■ **DATA RECORDS**:
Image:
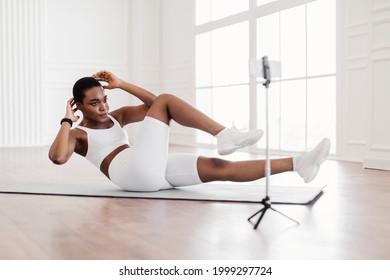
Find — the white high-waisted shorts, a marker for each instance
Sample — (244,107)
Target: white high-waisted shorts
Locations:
(147,166)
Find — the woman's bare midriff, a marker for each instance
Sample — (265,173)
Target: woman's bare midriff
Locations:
(107,160)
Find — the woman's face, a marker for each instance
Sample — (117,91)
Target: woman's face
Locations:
(95,106)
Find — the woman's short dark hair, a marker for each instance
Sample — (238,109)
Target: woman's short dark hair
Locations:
(82,85)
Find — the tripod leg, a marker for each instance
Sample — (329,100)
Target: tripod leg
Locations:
(261,216)
(262,209)
(285,215)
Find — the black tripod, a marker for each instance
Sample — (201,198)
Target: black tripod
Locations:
(266,202)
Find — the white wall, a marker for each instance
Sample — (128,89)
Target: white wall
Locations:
(364,84)
(46,45)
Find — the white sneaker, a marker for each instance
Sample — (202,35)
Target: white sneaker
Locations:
(230,139)
(309,163)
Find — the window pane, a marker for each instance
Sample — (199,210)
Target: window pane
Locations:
(230,54)
(321,110)
(268,40)
(293,50)
(274,114)
(204,102)
(224,8)
(203,60)
(293,119)
(321,39)
(203,11)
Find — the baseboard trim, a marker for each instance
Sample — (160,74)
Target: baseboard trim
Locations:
(372,163)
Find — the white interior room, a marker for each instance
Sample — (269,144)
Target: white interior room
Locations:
(335,58)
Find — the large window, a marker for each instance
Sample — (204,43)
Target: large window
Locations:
(302,38)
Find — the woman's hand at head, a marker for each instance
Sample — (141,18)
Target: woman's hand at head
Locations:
(70,111)
(106,76)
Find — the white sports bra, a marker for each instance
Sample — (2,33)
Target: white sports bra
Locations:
(101,142)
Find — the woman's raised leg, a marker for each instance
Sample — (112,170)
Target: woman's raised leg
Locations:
(215,169)
(167,107)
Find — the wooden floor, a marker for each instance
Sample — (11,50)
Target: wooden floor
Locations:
(349,221)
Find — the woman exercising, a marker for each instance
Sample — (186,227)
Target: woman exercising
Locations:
(146,165)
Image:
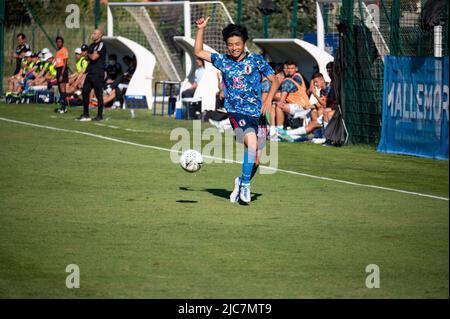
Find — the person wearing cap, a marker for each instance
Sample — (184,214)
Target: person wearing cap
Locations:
(43,68)
(14,80)
(33,73)
(95,78)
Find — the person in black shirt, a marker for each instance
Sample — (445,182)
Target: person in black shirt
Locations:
(113,69)
(95,78)
(22,47)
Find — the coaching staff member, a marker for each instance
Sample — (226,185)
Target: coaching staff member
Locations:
(95,78)
(62,72)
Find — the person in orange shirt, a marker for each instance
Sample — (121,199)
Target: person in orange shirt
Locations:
(62,72)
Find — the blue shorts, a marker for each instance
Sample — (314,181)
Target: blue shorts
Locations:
(244,124)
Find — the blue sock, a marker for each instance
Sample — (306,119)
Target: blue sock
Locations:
(247,166)
(254,170)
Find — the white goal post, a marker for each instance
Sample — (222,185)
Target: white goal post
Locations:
(154,25)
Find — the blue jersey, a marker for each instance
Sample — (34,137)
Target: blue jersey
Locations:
(243,82)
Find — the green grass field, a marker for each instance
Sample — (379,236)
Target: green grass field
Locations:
(138,226)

■ **PROBLEM**:
Return precisely the lines of the records, starting with the line that holds "Target: person in orange shirt" and ending with the last one.

■ **TASK RESULT**:
Target: person in orange shirt
Locations:
(62,72)
Find — the blue shorts, a marker for each instance
Sample — (314,181)
Target: blue shorts
Locations:
(244,124)
Find — the blue sock, a marker for each instance
Sample — (306,119)
Target: blue sock
Locations:
(247,166)
(254,170)
Find — the white goal post, a marker for each instance
Sample — (222,185)
Target: white goal post
Locations:
(154,25)
Find — the blue jersey, a marker for each instance
Sample — (34,137)
Target: blue jersey
Locations:
(243,82)
Find — the green grass field, a marker for each instance
Sample — (379,236)
Target: green grass field
Locations:
(138,226)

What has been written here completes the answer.